*Requirement*. Turn everything from the line containing "Mark the horse" down to the last line of the entries below into a Markdown table, skipping blank lines. Use a "Row" column for the row number and a "Line" column for the line itself.

═══ Exercise materials

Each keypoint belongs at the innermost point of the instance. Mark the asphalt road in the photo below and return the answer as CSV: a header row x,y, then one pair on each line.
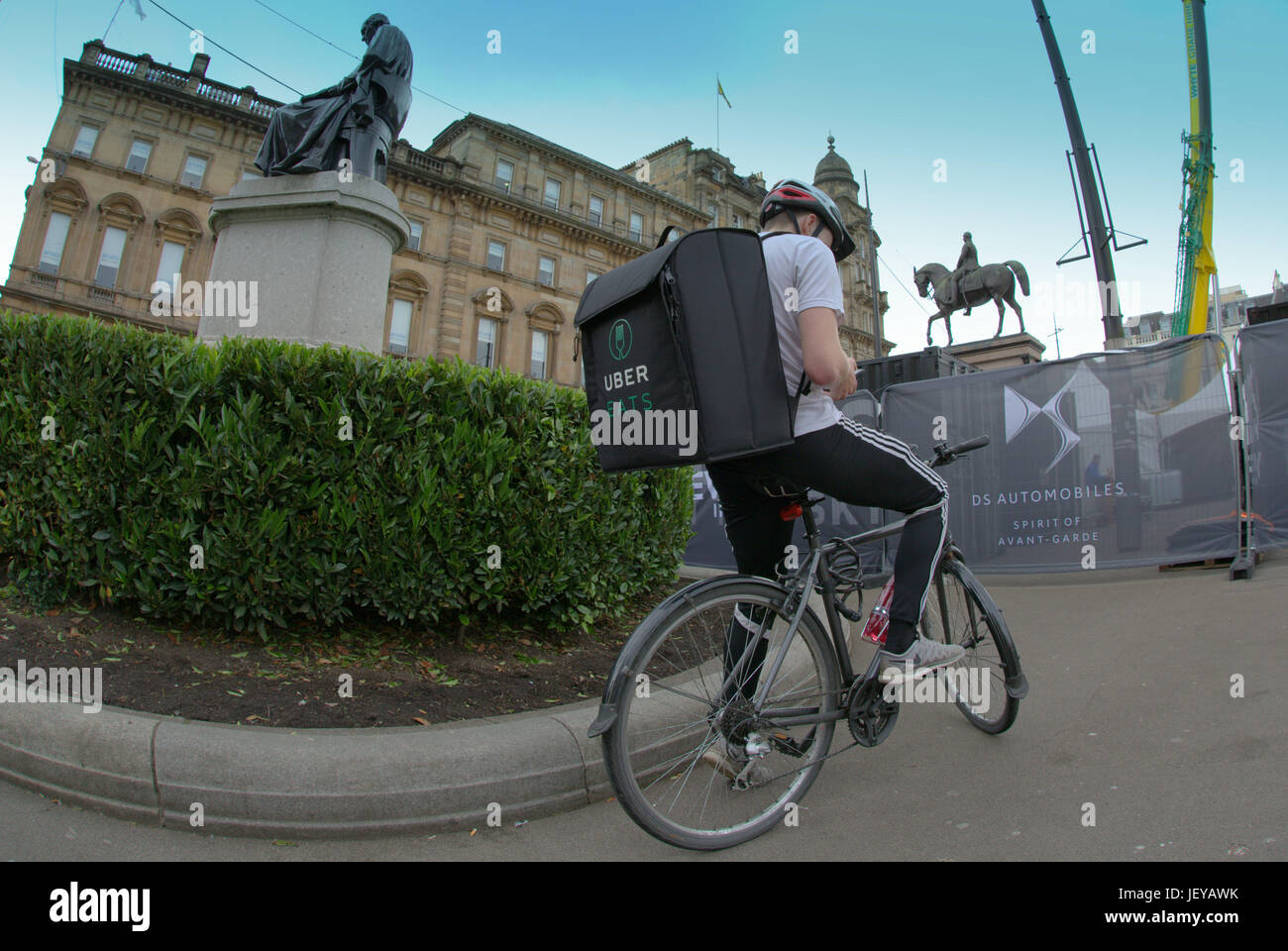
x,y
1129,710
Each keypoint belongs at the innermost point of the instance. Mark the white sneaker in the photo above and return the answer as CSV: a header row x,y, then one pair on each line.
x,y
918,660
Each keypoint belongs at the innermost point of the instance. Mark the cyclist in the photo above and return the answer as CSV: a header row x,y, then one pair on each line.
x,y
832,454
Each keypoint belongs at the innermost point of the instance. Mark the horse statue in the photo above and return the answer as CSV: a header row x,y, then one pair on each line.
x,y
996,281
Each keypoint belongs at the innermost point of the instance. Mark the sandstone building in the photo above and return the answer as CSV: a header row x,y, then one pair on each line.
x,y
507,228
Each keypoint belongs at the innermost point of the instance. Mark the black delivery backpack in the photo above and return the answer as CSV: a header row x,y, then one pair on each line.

══════

*Correct output*.
| Row | Line |
|---|---|
| 1 | Each keypoint belongs at the innermost point of the instance. Mark the horse statue in the photo above and return the answer as CSV: a header row x,y, then one pair on each line. |
| 2 | x,y |
| 3 | 996,281 |
| 4 | Each keypoint belongs at the innermost point of the instance. Mark the sandstone building in the photo above and return the answer as CSV: a header row x,y, then one pair on each line. |
| 5 | x,y |
| 6 | 507,228 |
| 7 | Each keypoint belongs at the innermost point of the instance. Mark the black delivery backpack in the photo above and return the answer as CSV: a header row x,y, then one pair on each line. |